# TEXT SEGMENT
***

United States District Court, W.D. Arkansas, Fayetteville Division
MARK FOCHTMAN, et al., Individually, and on Behalf of All Others Similarly Situated PLAINTIFFS
v.
DARP, INC.; HENDREN PLASTICS, INC.; and JOHN DOES 1-29 DEFENDANTS
OPINION AND ORDER
Timothy L. Brooks, Judge
Now
pending before the Court are Defendant DARP, Inc.'s
("DARP") Motion to Stay Order Granting
Plaintiffs' Proposed Plan of Notice (Doc. 69) and
Defendant Hendren Plastics, Inc.'s ("Hendren
Plastics") Motion for Reconsideration (Doc. 72) of the
Court's Order granting class certification. Both Motions
bring to the Court's attention that after the
Court certified a class action under Rule 23 of the Federal
Rules of Civil Procedure, and after the Eighth
Circuit denied Defendants' separate petitions for
permission to appeal the class certification decision on an
interlocutory basis, see Doc. 64-1, the Arkansas
General Assembly passed Act 853 (Doc. 74-8), which purports
to amend the Arkansas Minimum Wage Act ("AMWA") in
a number of material ways. The parties advise that the Act
will become law in July of 2019; however, Defendants both
contend that at least two of the new provisions of the Act
should be retroactively applied, and that retroactive
application warrants either staying the issuance of class
notice or reconsidering and reversing the Court's
decision on class certification altogether. Plaintiffs filed
a single Response (Doc. 74) in opposition to both of
Defendants' motions, which the Court has also considered.
After
reviewing the briefing on the motions, as well as the text of
Act 853, it appears that DARP's motion focuses on only
one amendment to the Act, while Hendren Plastics' motion
focuses on that amendment, plus one more. Of course, Act 853
contains multiple amendments to the AMWA, but since
Defendants base their requests for relief on only two of
those amendments, the Court will confine its discussion to
the two amendments discussed in the motions. They are:
(1) a new requirement that employees who wish to become
"party plaintiffs" to an AMWA class action first
give consent in writing, or "opt in" to such
actions (Act 853, Section 4); and
(2) the elimination of the $0.30 per-hour cap on the value of
employer-provided, in-kind services to employees, such as
board, lodging, apparel, and facilities (Act 853, Section 2).
(Doc. 74-8).[1]
The
Court begins its analysis with DARP's and Hendren
Plastics' argument that the new "opt in" class
action requirement of Act 853 should be given retroactive
application to the instant case. According to the Arkansas
Supreme Court, an amendment to an existing law is generally
presumed to apply prospectively, rather than
retrospectively, unless otherwise stated in the text of the
amendment itself. Bean v. Office of Child Support
Enf't, 340 Ark. 286, 296 (2000). Here, the text of
Act 853 does not indicate that its provisions are to be given
retroactive effect.

***

# STATED EXERCISE 1
Rescale the records starting with the line containing "man's knee, giving" and going on through the end of the records. Repeat every line, requests included, with each coordinate in the answers multiplied by 0.35 and rounded to the nearest whole number, halves rounded up.

(Records excerpted from a collection)
***

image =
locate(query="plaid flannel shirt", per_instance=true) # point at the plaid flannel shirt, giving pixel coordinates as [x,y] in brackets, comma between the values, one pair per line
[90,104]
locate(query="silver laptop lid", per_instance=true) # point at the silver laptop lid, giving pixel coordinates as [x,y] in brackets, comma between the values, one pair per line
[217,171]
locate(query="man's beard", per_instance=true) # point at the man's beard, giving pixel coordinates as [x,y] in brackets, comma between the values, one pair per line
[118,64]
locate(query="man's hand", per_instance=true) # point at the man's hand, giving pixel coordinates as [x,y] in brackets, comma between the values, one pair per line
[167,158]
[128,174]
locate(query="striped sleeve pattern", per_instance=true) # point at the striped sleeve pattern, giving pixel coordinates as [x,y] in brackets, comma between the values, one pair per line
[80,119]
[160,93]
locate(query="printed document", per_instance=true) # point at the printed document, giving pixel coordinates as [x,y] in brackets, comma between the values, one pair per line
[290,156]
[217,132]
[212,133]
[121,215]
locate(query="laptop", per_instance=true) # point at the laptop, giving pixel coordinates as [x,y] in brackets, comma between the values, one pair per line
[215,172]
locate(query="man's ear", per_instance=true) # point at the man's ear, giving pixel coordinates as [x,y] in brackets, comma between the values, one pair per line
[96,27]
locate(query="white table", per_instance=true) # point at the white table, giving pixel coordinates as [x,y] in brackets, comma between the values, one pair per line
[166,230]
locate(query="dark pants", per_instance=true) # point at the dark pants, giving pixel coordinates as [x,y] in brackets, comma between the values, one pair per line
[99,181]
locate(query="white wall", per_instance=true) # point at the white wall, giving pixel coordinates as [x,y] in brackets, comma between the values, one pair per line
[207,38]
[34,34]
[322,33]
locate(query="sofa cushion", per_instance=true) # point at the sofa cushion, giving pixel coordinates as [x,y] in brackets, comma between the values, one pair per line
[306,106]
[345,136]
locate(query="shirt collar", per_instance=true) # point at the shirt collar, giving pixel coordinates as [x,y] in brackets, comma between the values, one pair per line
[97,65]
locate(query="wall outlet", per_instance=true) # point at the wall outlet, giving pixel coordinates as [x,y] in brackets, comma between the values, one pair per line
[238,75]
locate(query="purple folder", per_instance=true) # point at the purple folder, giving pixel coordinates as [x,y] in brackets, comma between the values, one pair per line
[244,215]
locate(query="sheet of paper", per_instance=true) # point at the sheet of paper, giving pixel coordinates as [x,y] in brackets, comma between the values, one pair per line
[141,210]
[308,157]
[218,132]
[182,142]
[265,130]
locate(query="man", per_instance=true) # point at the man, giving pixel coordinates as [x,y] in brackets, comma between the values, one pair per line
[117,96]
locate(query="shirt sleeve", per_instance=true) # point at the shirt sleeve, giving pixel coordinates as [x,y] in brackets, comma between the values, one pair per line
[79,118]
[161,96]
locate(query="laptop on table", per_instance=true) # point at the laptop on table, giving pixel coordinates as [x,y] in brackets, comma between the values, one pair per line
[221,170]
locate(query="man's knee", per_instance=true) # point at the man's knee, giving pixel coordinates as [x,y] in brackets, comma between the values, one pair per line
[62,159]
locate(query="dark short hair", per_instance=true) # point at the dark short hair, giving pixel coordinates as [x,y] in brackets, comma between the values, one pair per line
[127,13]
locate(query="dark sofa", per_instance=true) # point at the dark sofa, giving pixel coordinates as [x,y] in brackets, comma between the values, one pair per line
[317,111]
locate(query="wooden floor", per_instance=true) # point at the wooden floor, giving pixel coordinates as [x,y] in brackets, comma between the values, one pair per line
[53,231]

***

# STATED EXERCISE 2
In the court opinion, what per-hour cap on employer-provided, in-kind services does Act 853 eliminate?

# TASK OUTPUT 1
locate(query="man's knee", per_instance=true) # point at the man's knee, giving pixel coordinates as [x,y] in brackets, comma between the values, one pair per line
[22,56]
locate(query="dark short hair", per_instance=true) # point at the dark short hair, giving pixel coordinates as [x,y] in brackets, comma between the values, one pair per line
[44,5]
locate(query="dark sofa", per_instance=true) # point at the dark sofa, giving pixel coordinates as [x,y] in brackets, comma between the values, one pair per line
[111,39]
locate(query="wooden floor", per_instance=true) # point at the wooden floor, giving pixel coordinates as [x,y] in brackets, comma between the values, one pair per line
[19,81]

# TASK OUTPUT 2
The $0.30 per-hour cap.